_Object point labels_:
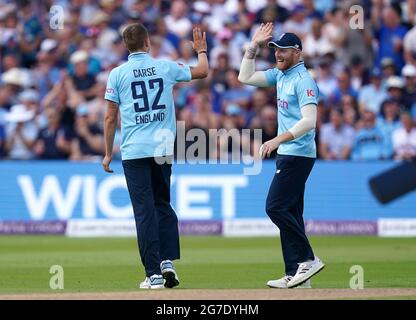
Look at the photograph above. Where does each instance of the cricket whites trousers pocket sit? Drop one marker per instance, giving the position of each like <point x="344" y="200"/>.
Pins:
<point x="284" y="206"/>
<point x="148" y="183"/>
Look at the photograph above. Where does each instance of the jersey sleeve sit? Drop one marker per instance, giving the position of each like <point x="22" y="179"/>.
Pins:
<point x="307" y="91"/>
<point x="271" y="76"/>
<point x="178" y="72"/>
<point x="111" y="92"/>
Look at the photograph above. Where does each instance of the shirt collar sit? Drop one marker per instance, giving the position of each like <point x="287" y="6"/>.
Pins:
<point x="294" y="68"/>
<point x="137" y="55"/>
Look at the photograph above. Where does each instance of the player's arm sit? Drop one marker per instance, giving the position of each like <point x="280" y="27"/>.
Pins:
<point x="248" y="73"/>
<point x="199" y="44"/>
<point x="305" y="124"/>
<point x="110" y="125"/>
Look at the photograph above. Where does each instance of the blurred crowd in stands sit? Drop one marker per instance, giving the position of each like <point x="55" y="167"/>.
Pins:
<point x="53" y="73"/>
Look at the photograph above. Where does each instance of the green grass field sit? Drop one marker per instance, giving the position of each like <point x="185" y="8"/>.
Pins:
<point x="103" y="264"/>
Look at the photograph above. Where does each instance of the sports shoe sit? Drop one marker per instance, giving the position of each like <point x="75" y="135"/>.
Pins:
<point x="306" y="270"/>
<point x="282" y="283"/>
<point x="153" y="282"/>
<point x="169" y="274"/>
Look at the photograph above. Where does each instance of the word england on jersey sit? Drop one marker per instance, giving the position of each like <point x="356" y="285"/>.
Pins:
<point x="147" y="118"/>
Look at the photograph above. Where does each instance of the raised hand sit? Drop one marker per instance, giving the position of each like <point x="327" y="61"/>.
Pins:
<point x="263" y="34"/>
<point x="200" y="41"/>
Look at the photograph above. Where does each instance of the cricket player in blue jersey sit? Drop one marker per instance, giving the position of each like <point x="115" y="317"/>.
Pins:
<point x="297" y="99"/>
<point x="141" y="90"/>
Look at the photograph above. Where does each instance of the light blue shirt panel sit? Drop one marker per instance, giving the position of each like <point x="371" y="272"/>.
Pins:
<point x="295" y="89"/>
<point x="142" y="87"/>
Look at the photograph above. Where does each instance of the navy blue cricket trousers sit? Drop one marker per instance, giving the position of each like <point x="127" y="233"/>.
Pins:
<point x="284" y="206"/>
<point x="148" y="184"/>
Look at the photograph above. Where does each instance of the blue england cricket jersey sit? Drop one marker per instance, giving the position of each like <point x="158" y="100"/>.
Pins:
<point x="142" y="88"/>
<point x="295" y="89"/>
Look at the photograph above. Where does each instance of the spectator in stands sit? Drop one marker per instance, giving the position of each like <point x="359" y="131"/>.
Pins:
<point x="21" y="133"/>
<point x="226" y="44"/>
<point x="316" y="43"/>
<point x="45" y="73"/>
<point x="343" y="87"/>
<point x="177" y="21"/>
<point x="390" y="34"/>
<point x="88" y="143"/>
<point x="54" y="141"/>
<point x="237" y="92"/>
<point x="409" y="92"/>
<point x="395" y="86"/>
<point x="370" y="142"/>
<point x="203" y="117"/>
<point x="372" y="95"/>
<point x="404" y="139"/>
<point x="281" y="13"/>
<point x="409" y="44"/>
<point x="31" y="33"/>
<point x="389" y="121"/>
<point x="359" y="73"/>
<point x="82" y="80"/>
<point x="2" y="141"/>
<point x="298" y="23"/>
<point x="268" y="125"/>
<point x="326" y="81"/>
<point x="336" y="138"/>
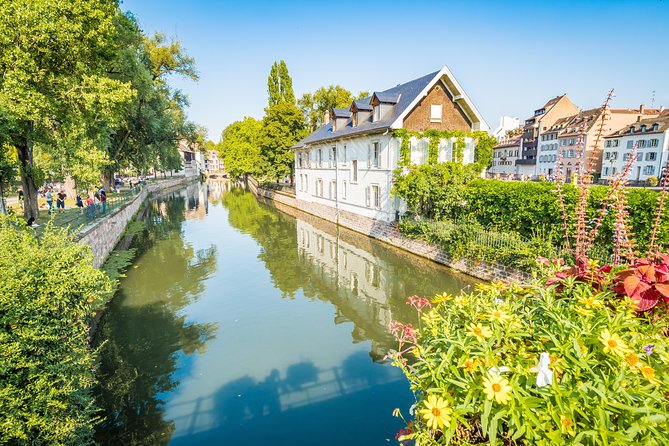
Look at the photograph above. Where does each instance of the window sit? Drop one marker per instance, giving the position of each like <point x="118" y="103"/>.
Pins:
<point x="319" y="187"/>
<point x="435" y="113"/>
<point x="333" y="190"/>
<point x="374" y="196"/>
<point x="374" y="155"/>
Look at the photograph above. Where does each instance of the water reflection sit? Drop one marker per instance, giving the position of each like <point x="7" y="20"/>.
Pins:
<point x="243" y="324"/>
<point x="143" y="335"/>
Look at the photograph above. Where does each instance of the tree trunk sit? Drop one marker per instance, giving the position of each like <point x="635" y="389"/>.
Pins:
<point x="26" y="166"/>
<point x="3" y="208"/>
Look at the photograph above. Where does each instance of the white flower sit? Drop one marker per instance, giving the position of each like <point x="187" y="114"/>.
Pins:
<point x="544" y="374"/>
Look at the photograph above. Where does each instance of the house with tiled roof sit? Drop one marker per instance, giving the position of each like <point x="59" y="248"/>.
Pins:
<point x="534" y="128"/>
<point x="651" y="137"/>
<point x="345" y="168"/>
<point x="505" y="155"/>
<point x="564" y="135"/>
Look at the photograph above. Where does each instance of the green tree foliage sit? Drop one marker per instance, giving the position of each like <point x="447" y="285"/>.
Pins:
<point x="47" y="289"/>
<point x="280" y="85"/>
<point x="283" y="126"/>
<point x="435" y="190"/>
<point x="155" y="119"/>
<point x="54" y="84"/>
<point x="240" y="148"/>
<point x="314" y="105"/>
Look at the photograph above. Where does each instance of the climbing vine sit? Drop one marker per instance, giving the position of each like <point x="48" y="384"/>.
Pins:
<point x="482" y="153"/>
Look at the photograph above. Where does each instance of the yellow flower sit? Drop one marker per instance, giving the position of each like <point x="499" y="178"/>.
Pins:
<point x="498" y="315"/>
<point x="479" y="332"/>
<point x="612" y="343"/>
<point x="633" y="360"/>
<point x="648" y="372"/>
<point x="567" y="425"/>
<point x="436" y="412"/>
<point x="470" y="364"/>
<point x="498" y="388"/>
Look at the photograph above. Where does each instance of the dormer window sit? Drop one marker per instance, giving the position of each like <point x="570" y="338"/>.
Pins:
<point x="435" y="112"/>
...
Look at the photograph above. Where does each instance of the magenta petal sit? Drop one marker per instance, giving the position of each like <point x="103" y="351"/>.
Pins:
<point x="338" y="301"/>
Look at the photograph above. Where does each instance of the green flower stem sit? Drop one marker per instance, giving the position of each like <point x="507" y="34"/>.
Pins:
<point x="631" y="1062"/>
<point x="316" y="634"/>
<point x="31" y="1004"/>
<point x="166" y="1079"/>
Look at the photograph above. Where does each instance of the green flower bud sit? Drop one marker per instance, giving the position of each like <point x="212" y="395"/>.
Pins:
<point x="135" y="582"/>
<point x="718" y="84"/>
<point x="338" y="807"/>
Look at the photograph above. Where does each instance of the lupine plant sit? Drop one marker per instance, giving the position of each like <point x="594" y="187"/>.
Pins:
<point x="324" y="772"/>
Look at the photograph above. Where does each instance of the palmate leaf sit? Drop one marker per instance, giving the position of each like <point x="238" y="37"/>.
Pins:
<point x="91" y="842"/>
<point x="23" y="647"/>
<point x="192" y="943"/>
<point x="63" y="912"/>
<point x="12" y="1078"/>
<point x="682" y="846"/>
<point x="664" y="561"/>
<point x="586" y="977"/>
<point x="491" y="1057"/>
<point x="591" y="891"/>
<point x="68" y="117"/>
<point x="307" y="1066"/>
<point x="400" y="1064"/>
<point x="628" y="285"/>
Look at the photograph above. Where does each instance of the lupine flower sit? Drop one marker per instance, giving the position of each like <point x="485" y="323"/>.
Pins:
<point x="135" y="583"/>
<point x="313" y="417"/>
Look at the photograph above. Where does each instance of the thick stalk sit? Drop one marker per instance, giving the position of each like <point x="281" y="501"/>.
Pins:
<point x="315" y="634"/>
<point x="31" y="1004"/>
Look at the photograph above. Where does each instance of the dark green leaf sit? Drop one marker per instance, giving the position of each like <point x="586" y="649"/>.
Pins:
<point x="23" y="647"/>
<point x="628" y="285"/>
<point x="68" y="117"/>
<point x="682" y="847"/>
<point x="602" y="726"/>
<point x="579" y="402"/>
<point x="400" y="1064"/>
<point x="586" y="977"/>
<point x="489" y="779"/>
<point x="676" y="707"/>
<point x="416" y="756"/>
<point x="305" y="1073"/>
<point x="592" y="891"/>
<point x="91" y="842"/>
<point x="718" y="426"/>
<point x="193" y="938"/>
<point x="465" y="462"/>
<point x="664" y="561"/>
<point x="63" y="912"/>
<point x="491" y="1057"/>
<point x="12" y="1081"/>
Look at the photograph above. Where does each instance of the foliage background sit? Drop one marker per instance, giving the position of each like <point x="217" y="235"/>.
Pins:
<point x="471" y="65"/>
...
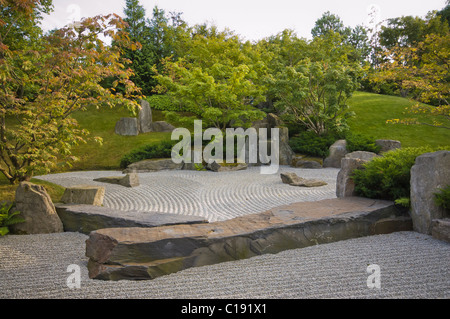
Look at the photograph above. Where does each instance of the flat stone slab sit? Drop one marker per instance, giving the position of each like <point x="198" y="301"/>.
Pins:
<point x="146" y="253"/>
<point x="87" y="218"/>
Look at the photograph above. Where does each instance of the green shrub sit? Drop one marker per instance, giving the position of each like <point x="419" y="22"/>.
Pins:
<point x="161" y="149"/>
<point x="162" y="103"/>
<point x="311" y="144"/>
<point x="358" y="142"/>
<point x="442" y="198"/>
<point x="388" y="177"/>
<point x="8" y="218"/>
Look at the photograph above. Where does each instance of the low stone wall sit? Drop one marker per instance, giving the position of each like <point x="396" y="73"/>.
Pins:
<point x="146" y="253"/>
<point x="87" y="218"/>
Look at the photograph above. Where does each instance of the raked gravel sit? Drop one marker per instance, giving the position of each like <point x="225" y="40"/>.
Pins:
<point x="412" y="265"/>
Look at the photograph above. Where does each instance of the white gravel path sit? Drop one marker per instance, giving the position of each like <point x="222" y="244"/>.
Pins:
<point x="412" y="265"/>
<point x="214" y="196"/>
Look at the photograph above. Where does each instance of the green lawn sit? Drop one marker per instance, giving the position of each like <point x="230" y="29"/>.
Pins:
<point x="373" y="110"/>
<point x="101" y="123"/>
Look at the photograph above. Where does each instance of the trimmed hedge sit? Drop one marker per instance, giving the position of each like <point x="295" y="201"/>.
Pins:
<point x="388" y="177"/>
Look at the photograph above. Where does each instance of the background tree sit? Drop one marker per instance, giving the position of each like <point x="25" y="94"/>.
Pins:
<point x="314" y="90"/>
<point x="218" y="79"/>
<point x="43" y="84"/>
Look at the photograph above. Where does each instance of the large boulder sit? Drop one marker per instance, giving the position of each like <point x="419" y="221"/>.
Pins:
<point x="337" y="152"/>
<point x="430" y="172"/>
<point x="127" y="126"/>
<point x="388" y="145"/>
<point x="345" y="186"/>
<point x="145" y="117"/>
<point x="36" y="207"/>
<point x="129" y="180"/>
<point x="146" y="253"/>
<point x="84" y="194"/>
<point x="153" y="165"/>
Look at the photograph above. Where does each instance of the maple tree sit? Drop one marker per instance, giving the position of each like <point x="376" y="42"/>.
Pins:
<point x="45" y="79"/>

_PROBLEM TO SOLVE_: Pick out every line in the rows above that contains the string "window", and copy each one. Case counts.

_FULL ANSWER_:
Look at the photograph above. Where does each instance of the window sit? Drop one marker per instance, giving the position of each like <point x="118" y="103"/>.
Look at the photograph above. Where does each instance of the dormer window sit? Drop one marker per instance, giving the position of each like <point x="570" y="338"/>.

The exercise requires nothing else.